• Краткое задание 1: Повторите дословно фрагмент текста о поэзии Пушкина: от слов «Слова Белинского о» до слов «себе внешнего выражения.» включительно.

Читаем без скачивания Советский Пушкин - Арсений Александрович Замостьянов
Шрифт:
Интервал:
Закладка:
Искусство и общество
Противоречия жизни и мировоззрения Пушкина отразились в его взглядах на сущность искусства и назначение поэта. С одной стороны, Пушкин — глубоко народный писатель, гений его выработал поэтические средства, при помощи которых можно было творить для всех, потрясая сердца с неведомою раньше силой, а с другой — Пушкин пришел к точке зрения чистого искусства, к сознанию, что писать надо не для других, а для себя одного.
Поэзия Пушкина была и остается до сих пор подлинно народной поэзией. Эпитет «народный» содержит в себе очень много неопределенного. В слово «народный» слишком часто вкладывают смысл: простонародный, или этнографически особенный, что неверно. Под народностью начинают понимать совокупность нескольких метафизических признаков, которыми должен обладать писатель, чтобы творчество его признали народным. Меж тем всякий великий писатель народен по-своему. Конкретный анализ особенностей его творчества, его миросозерцания, его связи с жизнью, его воздействия на читателей, его роли в классовой борьбе, его таланта, наконец, должен дать ответ на вопрос, почему его творчество является народным. Белинский это давно понял, и его доказательство народности и национальности пушкинского гения остается до сих пор в силе. Пушкин, — писал Белинский:
«…заботился не о том, чтоб походить на Байрона, а о том, чтоб быть самим собою и быть верным той действительности, до него еще непочатой и нетронутой, которая просилась под перо его. И зато его „Онегин“ — в высшей степени оригинальное и национально-русское произведение».
(Белинский, том XII, стр. 83.)
Слова Белинского о «Евгении Онегине» могут быть отнесены к большинству произведений Пушкина. Поэзия Пушкина была народной, потому что она, и будучи ограничена уровнем идей своего времени, была свободна от давления официального, казенного взгляда на вещи. Она независимо от желания самодержавного правительства изображала картину нравов русской действительности, рисовала людей не в том виде, как это хотелось реакционно-дворянскому обществу, а как они выглядели на деле, как это вытекало из ее собственных побуждений и ее понимания истины. Поэзия Пушкина не была так последовательна в своих политических тенденциях, как, например, поэзия Рылеева, но она лучше, чем какое бы то ни было другое явление идеологической жизни в России своего времени, отразила дух свободолюбия, независимости и протеста, проснувшийся уже в лучшей части русских людей и искавший себе внешнего выражения.

(Записи набора данных)
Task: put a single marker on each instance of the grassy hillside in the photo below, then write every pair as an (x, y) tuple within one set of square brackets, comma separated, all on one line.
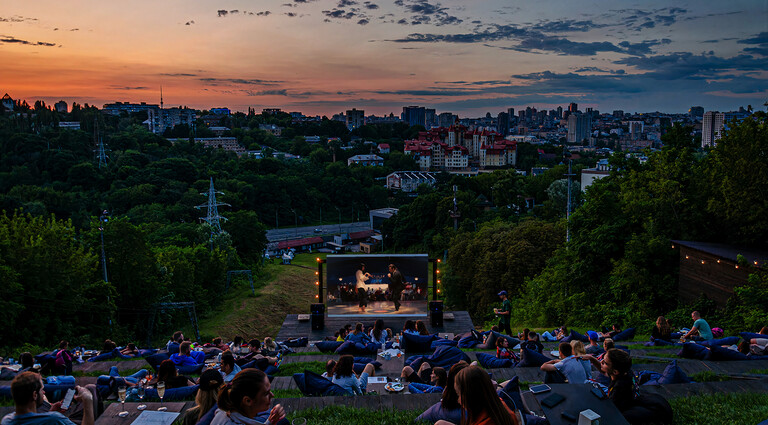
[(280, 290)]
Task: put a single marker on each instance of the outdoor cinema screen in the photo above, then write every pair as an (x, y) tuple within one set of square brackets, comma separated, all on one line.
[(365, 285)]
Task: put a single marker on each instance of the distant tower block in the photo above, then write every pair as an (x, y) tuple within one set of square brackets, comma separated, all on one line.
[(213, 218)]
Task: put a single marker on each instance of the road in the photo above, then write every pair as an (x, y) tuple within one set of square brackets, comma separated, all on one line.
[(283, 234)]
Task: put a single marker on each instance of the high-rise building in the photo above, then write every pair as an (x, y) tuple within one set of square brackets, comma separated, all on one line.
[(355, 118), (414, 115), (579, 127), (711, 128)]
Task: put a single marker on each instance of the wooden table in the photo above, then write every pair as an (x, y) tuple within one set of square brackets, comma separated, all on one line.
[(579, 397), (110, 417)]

--

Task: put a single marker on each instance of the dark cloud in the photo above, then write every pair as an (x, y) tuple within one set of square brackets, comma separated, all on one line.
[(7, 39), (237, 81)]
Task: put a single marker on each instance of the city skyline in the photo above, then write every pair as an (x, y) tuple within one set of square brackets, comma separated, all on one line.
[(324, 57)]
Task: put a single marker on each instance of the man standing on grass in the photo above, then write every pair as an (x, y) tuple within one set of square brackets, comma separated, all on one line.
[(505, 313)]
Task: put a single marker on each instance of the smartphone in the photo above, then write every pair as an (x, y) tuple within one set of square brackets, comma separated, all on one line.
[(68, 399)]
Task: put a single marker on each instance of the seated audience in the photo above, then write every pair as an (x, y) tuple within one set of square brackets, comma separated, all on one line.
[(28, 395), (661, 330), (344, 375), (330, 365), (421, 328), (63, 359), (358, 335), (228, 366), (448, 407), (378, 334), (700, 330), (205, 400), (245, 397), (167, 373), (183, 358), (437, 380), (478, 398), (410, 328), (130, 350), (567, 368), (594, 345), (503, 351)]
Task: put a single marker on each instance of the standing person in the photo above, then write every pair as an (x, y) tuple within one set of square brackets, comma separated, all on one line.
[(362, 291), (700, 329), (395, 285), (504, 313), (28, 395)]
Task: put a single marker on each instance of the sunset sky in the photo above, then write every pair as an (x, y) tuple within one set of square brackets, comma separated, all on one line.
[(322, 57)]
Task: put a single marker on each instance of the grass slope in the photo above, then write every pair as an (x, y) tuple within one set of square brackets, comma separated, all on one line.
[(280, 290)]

• Краткое задание 2: Воспроизведите без изменений только строки записей набора данных: от строки со словами «Task: put a single marker on each instance of the grassy» до строки со словами «[(213, 218)]» включительно. Изображения в ответ не включайте.

• Письменный ответ 1:
Слова Белинского о «Евгении Онегине» могут быть отнесены к большинству произведений Пушкина. Поэзия Пушкина была народной, потому что она, и будучи ограничена уровнем идей своего времени, была свободна от давления официального, казенного взгляда на вещи. Она независимо от желания самодержавного правительства изображала картину нравов русской действительности, рисовала людей не в том виде, как это хотелось реакционно-дворянскому обществу, а как они выглядели на деле, как это вытекало из ее собственных побуждений и ее понимания истины. Поэзия Пушкина не была так последовательна в своих политических тенденциях, как, например, поэзия Рылеева, но она лучше, чем какое бы то ни было другое явление идеологической жизни в России своего времени, отразила дух свободолюбия, независимости и протеста, проснувшийся уже в лучшей части русских людей и искавший себе внешнего выражения.

• Письменный ответ 2:
Task: put a single marker on each instance of the grassy hillside in the photo below, then write every pair as an (x, y) tuple within one set of square brackets, comma separated, all on one line.
[(280, 290)]
Task: put a single marker on each instance of the outdoor cinema screen in the photo above, then write every pair as an (x, y) tuple within one set of square brackets, comma separated, all on one line.
[(365, 285)]
Task: put a single marker on each instance of the distant tower block in the photo above, then write every pair as an (x, y) tuple within one set of square brackets, comma separated, all on one line.
[(213, 218)]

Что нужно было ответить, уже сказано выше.